• Problem statement: Please edit the records below so that every "locate" reads "mark", leaving everything else unchanged.

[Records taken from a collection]

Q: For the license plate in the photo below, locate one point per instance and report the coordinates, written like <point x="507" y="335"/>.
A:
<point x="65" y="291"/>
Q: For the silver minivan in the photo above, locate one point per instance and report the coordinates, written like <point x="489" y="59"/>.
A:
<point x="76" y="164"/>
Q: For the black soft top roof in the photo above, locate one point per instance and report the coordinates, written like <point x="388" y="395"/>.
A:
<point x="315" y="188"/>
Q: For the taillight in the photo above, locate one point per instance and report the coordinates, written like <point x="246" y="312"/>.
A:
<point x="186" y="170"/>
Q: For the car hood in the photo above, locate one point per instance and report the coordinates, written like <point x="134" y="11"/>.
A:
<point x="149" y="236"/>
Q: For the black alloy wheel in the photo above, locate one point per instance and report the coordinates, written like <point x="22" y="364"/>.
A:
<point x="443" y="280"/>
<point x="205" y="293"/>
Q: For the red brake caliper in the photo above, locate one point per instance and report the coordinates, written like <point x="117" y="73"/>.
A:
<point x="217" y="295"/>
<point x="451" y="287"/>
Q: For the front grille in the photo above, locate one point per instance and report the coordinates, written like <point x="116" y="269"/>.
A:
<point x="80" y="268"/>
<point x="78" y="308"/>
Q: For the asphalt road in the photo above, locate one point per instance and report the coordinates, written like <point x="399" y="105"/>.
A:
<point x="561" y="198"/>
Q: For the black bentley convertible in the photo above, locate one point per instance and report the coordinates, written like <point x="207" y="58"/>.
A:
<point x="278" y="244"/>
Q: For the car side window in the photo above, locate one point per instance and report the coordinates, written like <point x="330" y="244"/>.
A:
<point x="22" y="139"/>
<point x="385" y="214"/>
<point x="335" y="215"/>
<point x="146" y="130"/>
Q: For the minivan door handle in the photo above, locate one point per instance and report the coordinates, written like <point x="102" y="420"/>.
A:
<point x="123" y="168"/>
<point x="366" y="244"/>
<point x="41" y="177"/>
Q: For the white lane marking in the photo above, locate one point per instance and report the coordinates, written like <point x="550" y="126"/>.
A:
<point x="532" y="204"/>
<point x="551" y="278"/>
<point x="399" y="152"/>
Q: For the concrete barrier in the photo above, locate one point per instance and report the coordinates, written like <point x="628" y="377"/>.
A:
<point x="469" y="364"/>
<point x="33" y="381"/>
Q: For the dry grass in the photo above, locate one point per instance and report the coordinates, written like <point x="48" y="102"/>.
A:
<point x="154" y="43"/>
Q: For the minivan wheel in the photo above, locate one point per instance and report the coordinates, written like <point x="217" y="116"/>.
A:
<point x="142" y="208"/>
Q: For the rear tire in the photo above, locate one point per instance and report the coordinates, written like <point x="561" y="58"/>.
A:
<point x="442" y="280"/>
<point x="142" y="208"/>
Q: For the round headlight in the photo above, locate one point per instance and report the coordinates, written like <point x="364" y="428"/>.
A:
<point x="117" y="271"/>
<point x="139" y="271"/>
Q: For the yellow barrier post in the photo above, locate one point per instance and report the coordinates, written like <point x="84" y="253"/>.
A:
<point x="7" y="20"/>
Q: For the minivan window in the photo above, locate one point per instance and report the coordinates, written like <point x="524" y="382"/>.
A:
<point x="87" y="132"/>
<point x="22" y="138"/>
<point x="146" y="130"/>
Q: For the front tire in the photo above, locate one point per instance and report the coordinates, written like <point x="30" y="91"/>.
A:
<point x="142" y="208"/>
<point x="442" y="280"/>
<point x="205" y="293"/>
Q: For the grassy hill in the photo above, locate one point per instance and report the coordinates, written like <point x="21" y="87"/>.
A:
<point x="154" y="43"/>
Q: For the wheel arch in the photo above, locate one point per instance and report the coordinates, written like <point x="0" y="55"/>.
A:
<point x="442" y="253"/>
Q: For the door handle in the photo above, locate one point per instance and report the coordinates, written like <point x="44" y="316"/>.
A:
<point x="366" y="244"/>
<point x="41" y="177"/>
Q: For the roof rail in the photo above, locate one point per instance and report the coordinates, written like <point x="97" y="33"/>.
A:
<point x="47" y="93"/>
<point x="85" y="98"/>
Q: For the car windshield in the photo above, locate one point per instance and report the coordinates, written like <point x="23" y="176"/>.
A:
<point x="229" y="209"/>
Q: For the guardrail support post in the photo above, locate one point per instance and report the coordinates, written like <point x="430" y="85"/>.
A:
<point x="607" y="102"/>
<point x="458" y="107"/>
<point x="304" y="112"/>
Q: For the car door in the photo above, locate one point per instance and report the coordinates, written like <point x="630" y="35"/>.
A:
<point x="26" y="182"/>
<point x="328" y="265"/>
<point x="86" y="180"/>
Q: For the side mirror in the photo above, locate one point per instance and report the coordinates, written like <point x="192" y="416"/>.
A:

• Solution to this problem:
Q: For the license plate in the photo below, mark one point per instance and report the coordinates, written like <point x="507" y="335"/>.
A:
<point x="65" y="291"/>
Q: For the silver minivan in the photo above, mark one point per instance and report the coordinates, written like <point x="489" y="59"/>.
A:
<point x="76" y="164"/>
Q: For the black soft top roof in the photo above, mark one point per instance and report the coordinates, written like <point x="388" y="395"/>.
A:
<point x="315" y="188"/>
Q: For the taillight in the photo above, mark one point per instance and report the coordinates, written like <point x="246" y="312"/>.
A:
<point x="186" y="170"/>
Q: For the car hood in the photo above, mark one point per instance and report the coordinates, written like <point x="134" y="11"/>.
A:
<point x="149" y="236"/>
Q: For the black alloy wheel in the photo above, mark one point per instance and report the coordinates, written like <point x="22" y="364"/>.
A:
<point x="443" y="280"/>
<point x="205" y="293"/>
Q: For the red brake caliper in the photo above, mark one point per instance and report the coordinates, written like <point x="117" y="73"/>.
A:
<point x="217" y="295"/>
<point x="451" y="287"/>
Q: For the front grille in the photo above, mark one point per instance and report the coordinates, written like <point x="116" y="269"/>.
A:
<point x="80" y="268"/>
<point x="78" y="308"/>
Q: For the asphalt road in the photo above, mark one point per instance and report the coordinates, written like <point x="399" y="105"/>.
A:
<point x="561" y="198"/>
Q: For the black bentley convertible in the photo above, mark one point per instance and report the coordinates, written like <point x="207" y="58"/>.
A:
<point x="278" y="244"/>
Q: For the car side window in the photo above, mark one point per instance and report the coordinates, written like <point x="330" y="244"/>.
A:
<point x="22" y="139"/>
<point x="385" y="214"/>
<point x="335" y="215"/>
<point x="146" y="130"/>
Q: For the minivan door handle in the photo above, mark one point per instance and report the coordinates, written like <point x="102" y="420"/>.
A:
<point x="123" y="168"/>
<point x="366" y="244"/>
<point x="41" y="177"/>
Q: For the white lane marking in the photo above, mark one point per instance and report the coordinates, written like <point x="550" y="126"/>.
A:
<point x="532" y="204"/>
<point x="551" y="278"/>
<point x="399" y="152"/>
Q: For the concrete barrier in the photo above, mark one point per instance and report the coordinates, written like <point x="628" y="377"/>.
A:
<point x="469" y="364"/>
<point x="33" y="381"/>
Q: For the dry grass in the photo above, mark one point per instance and report the coordinates, written like <point x="48" y="102"/>.
A:
<point x="154" y="43"/>
Q: For the minivan wheel in the photo above, mark one point per instance and report the coordinates, written like <point x="217" y="116"/>.
A:
<point x="142" y="208"/>
Q: For the rear tire in the photo above, mark one point per instance and report the coordinates, written like <point x="561" y="58"/>.
A:
<point x="442" y="280"/>
<point x="142" y="208"/>
Q: For the round headlight in the photo above, mark one point per instance and report the coordinates, written like <point x="364" y="428"/>.
A:
<point x="117" y="271"/>
<point x="139" y="271"/>
Q: For the yellow barrier post in the photo above, mark one point per instance and report the coordinates, written like <point x="84" y="253"/>.
A:
<point x="7" y="20"/>
Q: For the minivan window in the photo above, mark one point per instance and report the coordinates, written like <point x="524" y="382"/>.
A:
<point x="87" y="132"/>
<point x="22" y="138"/>
<point x="146" y="130"/>
Q: For the front tire in the photo above, mark one point per instance and report the coordinates, written like <point x="30" y="91"/>.
A:
<point x="142" y="208"/>
<point x="442" y="280"/>
<point x="205" y="293"/>
Q: For the grassy hill in the photo above, mark one point per instance and report the coordinates, written like <point x="21" y="87"/>.
A:
<point x="154" y="43"/>
Q: For the wheel arch in the photo above, mark one point per instance and report the coordinates, written like <point x="0" y="55"/>.
A:
<point x="442" y="253"/>
Q: For the door handle in the photo above, mark one point per instance and report the coordinates, written like <point x="44" y="316"/>.
A:
<point x="366" y="244"/>
<point x="41" y="177"/>
Q: For the roof rail in the photo above, mark one point per instance and report the coordinates, written like <point x="97" y="33"/>.
A:
<point x="47" y="93"/>
<point x="85" y="98"/>
Q: For the car windshield in the photo above, mark one point per instance and report the coordinates, written like <point x="23" y="176"/>.
A:
<point x="229" y="209"/>
Q: For the guardrail support post in the photo above, mark one point per instance and report the coordinates, written like <point x="430" y="85"/>.
A:
<point x="607" y="102"/>
<point x="458" y="107"/>
<point x="304" y="112"/>
Q: For the car door in the photo above, mark one point per instance and report the coordinates, written like <point x="630" y="35"/>.
A:
<point x="26" y="182"/>
<point x="328" y="265"/>
<point x="86" y="180"/>
Q: For the side mirror in the photo above, mark one point per instance and report the coordinates, written like <point x="192" y="416"/>.
A:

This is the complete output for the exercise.